- [Directions for this task]: Below are the records; collect from them each line containing the string "brick".

--- Provided data Enclosed Below ---

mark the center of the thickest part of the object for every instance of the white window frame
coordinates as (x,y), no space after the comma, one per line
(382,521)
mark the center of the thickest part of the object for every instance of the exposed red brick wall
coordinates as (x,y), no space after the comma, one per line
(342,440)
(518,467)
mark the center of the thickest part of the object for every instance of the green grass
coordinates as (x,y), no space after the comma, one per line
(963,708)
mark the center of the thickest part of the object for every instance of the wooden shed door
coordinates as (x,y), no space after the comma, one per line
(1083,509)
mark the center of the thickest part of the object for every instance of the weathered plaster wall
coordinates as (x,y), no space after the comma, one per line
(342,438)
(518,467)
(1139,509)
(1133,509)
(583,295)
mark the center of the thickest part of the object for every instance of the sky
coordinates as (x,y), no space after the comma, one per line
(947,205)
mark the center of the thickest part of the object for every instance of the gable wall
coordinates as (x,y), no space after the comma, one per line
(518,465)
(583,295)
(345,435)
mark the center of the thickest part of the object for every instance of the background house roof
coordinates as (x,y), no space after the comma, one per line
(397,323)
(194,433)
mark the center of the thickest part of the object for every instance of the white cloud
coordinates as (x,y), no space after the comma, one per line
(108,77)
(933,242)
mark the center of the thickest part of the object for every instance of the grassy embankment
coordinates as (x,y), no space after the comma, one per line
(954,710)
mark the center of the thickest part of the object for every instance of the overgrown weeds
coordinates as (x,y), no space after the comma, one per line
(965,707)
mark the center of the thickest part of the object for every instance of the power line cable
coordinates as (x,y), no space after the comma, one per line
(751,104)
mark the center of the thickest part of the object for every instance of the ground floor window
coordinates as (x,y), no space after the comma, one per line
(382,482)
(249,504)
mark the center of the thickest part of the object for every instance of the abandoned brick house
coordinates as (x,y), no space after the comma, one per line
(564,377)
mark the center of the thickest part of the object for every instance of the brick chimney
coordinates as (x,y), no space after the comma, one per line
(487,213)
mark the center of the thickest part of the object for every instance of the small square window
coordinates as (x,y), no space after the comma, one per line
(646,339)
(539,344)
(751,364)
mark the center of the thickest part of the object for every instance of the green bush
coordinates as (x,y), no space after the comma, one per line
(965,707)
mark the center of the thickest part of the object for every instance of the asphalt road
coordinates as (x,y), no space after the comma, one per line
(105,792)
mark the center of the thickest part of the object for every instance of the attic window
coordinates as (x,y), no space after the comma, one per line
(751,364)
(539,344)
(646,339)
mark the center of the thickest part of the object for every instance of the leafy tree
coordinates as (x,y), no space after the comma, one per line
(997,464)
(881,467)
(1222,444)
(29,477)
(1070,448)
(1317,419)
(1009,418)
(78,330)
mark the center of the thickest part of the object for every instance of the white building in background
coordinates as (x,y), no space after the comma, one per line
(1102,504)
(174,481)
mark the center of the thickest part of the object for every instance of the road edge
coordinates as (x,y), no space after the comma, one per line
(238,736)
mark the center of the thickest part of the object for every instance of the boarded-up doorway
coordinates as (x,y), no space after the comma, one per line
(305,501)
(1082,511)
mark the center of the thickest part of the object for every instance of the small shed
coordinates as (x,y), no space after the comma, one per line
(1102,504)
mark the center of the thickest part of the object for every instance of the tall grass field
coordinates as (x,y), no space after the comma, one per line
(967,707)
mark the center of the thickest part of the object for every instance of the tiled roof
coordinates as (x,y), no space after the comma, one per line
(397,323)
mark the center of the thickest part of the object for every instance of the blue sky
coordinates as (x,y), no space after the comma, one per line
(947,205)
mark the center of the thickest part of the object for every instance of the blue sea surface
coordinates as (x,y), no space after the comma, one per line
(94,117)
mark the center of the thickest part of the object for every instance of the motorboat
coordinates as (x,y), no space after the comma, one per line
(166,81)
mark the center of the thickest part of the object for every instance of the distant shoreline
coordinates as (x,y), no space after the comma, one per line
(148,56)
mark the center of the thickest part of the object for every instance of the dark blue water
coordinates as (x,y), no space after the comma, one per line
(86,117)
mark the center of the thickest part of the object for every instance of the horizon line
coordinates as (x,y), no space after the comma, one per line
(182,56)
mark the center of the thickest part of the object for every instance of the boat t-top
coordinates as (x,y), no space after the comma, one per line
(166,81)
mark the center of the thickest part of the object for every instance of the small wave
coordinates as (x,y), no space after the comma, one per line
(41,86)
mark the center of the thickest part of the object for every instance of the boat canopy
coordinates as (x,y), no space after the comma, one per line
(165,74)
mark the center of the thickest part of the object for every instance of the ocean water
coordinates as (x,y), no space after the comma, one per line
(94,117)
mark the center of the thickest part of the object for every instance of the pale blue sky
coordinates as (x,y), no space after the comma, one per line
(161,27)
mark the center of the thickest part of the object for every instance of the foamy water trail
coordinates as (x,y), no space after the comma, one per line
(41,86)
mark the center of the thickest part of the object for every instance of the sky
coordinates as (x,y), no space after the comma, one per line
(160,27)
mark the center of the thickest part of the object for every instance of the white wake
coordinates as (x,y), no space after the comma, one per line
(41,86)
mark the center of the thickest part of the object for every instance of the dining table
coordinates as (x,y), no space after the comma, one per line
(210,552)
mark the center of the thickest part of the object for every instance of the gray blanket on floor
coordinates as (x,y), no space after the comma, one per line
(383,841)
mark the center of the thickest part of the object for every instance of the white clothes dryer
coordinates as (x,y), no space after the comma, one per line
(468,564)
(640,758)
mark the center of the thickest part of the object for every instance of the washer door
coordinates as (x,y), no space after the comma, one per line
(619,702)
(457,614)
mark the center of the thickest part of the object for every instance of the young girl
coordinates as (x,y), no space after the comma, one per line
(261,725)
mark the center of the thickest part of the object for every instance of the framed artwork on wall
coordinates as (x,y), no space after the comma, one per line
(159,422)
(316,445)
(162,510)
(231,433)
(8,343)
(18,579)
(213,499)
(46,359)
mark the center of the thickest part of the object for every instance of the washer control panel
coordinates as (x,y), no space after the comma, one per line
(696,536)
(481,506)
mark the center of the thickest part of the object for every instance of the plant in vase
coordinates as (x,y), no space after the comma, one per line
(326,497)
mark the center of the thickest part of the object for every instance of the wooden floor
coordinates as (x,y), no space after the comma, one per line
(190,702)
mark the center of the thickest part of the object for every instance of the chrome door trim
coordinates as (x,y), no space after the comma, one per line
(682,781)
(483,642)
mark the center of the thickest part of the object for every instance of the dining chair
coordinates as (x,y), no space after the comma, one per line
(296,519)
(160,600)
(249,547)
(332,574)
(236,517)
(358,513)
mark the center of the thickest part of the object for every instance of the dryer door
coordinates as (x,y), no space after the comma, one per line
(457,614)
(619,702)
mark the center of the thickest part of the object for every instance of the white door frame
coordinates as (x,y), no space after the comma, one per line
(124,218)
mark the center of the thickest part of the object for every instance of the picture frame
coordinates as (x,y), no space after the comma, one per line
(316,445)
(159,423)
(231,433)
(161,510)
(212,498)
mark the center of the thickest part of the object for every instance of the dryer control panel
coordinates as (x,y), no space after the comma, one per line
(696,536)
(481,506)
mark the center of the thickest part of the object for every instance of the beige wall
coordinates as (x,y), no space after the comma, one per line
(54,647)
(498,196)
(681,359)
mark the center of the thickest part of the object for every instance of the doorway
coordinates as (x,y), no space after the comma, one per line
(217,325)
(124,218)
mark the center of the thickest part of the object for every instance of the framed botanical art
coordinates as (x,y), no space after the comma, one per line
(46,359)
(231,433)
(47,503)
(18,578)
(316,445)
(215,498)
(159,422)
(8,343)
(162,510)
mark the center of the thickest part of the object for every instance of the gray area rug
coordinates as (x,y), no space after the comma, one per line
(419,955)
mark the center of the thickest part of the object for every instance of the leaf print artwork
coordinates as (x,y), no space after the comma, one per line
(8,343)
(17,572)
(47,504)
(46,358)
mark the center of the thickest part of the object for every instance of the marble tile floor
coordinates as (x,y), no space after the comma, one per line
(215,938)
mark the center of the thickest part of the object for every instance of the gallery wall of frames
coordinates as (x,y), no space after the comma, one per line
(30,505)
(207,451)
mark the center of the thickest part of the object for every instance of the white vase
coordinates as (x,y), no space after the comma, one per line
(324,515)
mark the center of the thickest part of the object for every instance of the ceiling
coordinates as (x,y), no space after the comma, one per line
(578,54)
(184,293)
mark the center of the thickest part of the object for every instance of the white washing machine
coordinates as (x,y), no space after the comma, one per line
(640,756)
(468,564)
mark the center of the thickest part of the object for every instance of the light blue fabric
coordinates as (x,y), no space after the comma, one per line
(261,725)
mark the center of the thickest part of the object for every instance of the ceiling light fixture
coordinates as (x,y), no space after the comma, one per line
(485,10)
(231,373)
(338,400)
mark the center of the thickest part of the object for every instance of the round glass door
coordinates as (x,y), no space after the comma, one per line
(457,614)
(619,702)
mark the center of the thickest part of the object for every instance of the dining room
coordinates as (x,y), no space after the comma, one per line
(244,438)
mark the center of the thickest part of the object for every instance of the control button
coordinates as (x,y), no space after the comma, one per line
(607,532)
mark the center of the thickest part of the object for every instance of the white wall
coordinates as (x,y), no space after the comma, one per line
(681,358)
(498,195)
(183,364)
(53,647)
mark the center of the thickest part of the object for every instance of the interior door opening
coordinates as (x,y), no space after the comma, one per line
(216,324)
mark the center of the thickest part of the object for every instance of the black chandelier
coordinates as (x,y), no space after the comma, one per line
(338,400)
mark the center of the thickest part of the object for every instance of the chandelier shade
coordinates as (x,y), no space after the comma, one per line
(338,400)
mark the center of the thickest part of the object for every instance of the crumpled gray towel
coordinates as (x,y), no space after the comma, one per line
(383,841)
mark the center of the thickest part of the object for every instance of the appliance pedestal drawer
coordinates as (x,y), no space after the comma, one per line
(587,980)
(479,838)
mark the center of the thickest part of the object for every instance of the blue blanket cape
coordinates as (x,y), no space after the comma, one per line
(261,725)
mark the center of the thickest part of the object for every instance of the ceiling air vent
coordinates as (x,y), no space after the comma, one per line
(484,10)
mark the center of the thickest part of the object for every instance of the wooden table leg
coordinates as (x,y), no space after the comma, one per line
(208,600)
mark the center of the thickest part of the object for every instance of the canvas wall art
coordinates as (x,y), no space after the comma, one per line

--- End of Enclosed Provided data ---

- [Solution]:
mark the center of the thickest part of the object for every instance of the exposed red brick wall
mark the center of the thickest part of the object for every instance of the abandoned brick house
mark the center of the thickest part of the object for every instance of the brick chimney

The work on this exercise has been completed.